▶ [Задания]:
[1] В каких годах «Сеанс» издавал книгу «Кино на ощупь», согласно тексту о книге «Источник невозможного»?
[2] Подхватите текст о книге «Источник невозможного» и напишите его продолжение, начиная сразу после последнего приведенного предложения.

▶ [Фрагмент документа]:
****************

Источник невозможного

- -
- 100%
- +

Издано при финансовой поддержке Федерального агентства по печати и массовым коммуникациям в рамках Федеральной целевой программы «Культура России (2012–2018 годы)»
В оформлении обложки использован коллаж С. Добротворского. В оформлении шмуцтитульных листов использованы фотографии А. Титаренко. Благодарим за помощь в подборе иллюстраций: Е. Петрову (Государственный Русский музей); В. Лошкареву и Л. Киселеву (издательство «Чистый лист»); Л. Кучер и Е. Орлова (Музей нонконформистского искусства); А. Белахова (Санкт-Петербургская студия документальных фильмов); А. Загулина (Российский институт истории искусств); В. Илюшкину и А. Курехину (Центр современного искусства им. С. Курехина).

© 2016 Добротворский Н. П., Добротворская Е. Я.
© 2016 Титаренко А. В.
© 2016 Книжные мастерские
© 2016 Мастерская «Сеанс»
«Источник невозможного» – сборник статей, эссе и монологов Сергея Добротворского, одного из лучших кинокритиков, писавших на русском языке. Сборник составлен на основе ставшей бестселлером книги «Кино на ощупь», которая издавалась «Сеансом» дважды – в 2001-м и 2005 годах. Читатель держит в руках, по сути, ее третье издание, существенно дополненное, – по объему оно почти на треть превосходит предыдущие.
Новой книгой мы хотим не только актуализировать в киноведческом поле тексты Добротворского, но и приоткрыть для читателя личность их автора, показав эволюцию во времени его взглядов, чувств, мыслей.
Некоторые из дополнивших сборник текстов обнаружились в домашних архивах родителей и друзей Добротворского, другие появились благодаря оцифровке самиздата и периодики. В приложении впервые печатается дипломная работа автора, которая сохранилась в архиве Российского государственного института сценических искусств.
Киноведческие тексты Добротворского в настоящем издании предстают наряду с иными его творческими воплощениями: манифестом параллельного кино 80-х, адептом и идеологом которого он являлся; его живописно-графическими опытами; а также одним из сценарных экспериментов в проекте «малобюджетного кинематографа» – начинании, с помощью которого он надеялся взять «на абордаж» рассыпавшуюся под камерами реальность 90-х.
«Источник невозможного» – еще и мемориальное издание. Книгу завершают два блока текстов о Добротворском: написанные в 1997 году, сразу после его смерти, коллегами и друзьями, и в 2016-м, – новым поколением кинокритиков. Художественные работы Добротворского публикуются впервые.
– Любовь Аркус, Инна ВасильеваЧасть 1
Кино на ощупь

1988–1993
Наследники по кривой

Лестница железнодорожной платформы «Ленинский проспект». Фот. Алексей Титаренко. 1994

У входа на станцию метро «Василеостровская». Фот. Алексей Титаренко. 1992
Тотальный кинематограф. Манифест
Субъектив: известно, что кинематограф бывает авторский и жанровый, коммерческий и подпольный, любительский и профессиональный. Бывает игровой и неигровой, цветной и черно-белый, широкоформатный и узкопленочный.

****************

▶ [Выдержки из данных]:
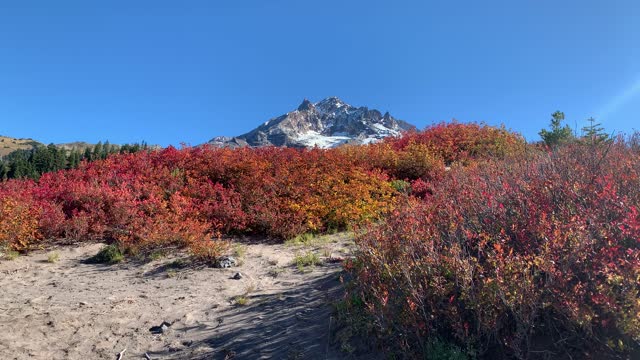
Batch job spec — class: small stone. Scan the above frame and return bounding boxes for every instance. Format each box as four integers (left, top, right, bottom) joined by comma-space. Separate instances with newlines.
149, 321, 171, 334
216, 256, 238, 269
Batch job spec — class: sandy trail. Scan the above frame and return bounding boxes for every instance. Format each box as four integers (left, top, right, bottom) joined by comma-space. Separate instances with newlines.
0, 234, 352, 359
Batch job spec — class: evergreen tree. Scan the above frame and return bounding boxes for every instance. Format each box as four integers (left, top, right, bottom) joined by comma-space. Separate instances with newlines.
582, 117, 611, 145
538, 111, 574, 146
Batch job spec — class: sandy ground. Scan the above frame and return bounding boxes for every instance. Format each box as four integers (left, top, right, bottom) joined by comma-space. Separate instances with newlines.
0, 234, 362, 359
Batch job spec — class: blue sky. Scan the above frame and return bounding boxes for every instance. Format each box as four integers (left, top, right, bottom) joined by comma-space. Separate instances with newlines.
0, 0, 640, 145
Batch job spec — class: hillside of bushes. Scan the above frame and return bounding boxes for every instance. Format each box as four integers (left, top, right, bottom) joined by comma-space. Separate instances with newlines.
0, 122, 640, 359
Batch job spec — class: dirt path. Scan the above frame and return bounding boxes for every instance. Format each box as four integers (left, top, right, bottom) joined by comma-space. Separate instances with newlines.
0, 234, 360, 360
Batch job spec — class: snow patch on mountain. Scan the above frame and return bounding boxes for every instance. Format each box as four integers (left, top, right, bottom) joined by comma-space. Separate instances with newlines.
209, 97, 415, 148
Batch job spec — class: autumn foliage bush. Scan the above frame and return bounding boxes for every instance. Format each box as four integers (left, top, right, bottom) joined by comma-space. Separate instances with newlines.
348, 140, 640, 359
0, 147, 395, 258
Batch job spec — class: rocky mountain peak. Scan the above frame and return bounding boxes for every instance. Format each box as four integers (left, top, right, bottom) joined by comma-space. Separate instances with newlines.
209, 97, 415, 148
298, 98, 315, 111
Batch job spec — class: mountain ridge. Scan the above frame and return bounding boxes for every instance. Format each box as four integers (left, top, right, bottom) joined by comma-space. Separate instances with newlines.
208, 96, 415, 148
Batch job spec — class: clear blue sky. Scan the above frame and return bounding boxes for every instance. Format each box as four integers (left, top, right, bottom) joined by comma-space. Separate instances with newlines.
0, 0, 640, 145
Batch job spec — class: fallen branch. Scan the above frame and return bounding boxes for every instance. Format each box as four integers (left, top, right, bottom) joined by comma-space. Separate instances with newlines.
118, 348, 127, 360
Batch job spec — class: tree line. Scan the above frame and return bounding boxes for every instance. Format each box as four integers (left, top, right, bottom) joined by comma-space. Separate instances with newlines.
0, 141, 149, 180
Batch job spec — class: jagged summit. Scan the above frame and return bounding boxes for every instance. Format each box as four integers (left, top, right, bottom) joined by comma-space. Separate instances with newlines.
209, 97, 415, 148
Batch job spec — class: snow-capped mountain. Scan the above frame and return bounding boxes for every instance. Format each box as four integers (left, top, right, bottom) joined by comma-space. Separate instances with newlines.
209, 97, 415, 148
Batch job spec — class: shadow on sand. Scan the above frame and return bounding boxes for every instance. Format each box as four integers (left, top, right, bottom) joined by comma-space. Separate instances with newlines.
149, 265, 356, 359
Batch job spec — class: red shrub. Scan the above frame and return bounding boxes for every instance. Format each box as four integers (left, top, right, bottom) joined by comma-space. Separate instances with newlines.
353, 143, 640, 358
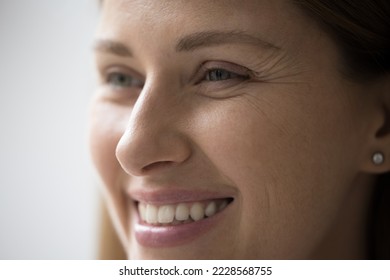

****************

▶ [Ожидаемые результаты]:
[1] В 2001 и 2005 годах.

[2]
Американский, японский, индийский. Всему миру известен феномен многонационального советского кинематографа.
Мы говорим о другом – о новом кинематографе, сводящем эти линии в единую композицию. Мы говорим о тотальном кинематографе, или о кинематографе тотальных структур.
Осваивая модернистскими методами постмодернистские структуры, новые кинематографисты стихийно закладывают свою программу культуры «вертикального» типа.
Если понимать историю не как портретную галерею предшественников, но как цепь приближений, обнаруживаем когорту убежденных борцов с киноструктурами.
Случайность ракурса и света, монтажная грязь, отстранение кадра – снятие иллюзий подлинности – баррикады на пути десоциологизации «важнейшего из всех искусств». Степень авторского произвола – степень противостояния «гестаповскому насилию структур» (Жан-Люк Годар).
Внешность нового кинематографа вызывающе социологична.
Само по себе, впрочем, это утверждение говорит не больше, нежели о том, что жизнеподобие есть величайшее средство в арсенале художника, полагающего целью «сквозной» отпечаток реальности.
Автор в кино интересен множественностью своей позиции. Находясь в трех временах сразу:
собственно авторском,
реальном экранном
и художественно-реальном, то есть том, которое абсолютно достоверно мистифицируется экраном, – автор вынужден самоосуществляться в акции, составляющей сегодня самое ядро эстетического занятия. А именно: сопрягать в одну кодовую конструкцию единицы линейного построения.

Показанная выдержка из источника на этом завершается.